Show each line of the data below that has the string "please" in it.

» **Data under study**
○ ○ ○

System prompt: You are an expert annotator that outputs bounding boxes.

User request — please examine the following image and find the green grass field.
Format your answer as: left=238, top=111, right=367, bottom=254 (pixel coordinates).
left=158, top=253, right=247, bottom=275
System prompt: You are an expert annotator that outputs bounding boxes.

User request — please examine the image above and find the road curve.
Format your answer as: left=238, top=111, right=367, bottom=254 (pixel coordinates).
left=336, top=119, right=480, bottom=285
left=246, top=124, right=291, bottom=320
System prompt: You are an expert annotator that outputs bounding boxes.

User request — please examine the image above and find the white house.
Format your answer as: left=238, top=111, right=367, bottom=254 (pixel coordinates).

○ ○ ○

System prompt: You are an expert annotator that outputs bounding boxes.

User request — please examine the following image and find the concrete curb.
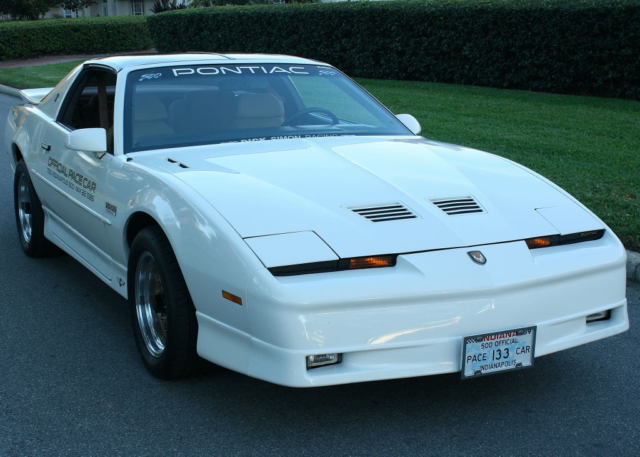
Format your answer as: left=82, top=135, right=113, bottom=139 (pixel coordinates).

○ ○ ○

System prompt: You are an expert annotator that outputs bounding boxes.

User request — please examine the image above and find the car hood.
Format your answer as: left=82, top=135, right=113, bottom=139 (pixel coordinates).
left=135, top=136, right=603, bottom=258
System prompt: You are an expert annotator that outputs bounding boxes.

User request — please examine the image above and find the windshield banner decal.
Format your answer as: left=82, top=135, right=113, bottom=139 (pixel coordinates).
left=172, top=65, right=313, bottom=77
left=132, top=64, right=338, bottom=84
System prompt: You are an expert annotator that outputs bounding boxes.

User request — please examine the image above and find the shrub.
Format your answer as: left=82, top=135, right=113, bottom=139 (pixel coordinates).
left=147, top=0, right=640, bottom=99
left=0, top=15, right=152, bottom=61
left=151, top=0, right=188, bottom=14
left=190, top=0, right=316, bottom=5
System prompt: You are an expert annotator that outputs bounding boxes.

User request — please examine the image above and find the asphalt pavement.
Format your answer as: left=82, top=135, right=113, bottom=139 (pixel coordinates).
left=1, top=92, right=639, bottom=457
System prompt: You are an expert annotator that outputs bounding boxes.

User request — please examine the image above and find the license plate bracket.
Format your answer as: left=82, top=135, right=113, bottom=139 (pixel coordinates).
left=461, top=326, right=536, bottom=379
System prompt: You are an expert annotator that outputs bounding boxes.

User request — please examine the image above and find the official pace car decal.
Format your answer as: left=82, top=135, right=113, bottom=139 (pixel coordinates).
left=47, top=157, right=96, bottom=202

○ ○ ○

» **Result of the exercise**
User request — please examine the following image and find the green grass field.
User request — please examine the image above and find the road curve.
User request — please examine the image above and find the white house.
User request — please examine the following image and find the concrete curb.
User request — please examine the image above and find the car hood.
User request — please examine the image above and find the windshield banner decal.
User request — please examine the image above and find the shrub.
User request — please examine the image above and find the asphalt pavement.
User request — please examine the image above and find the license plate bracket.
User request — please examine the image above and find the official pace car decal.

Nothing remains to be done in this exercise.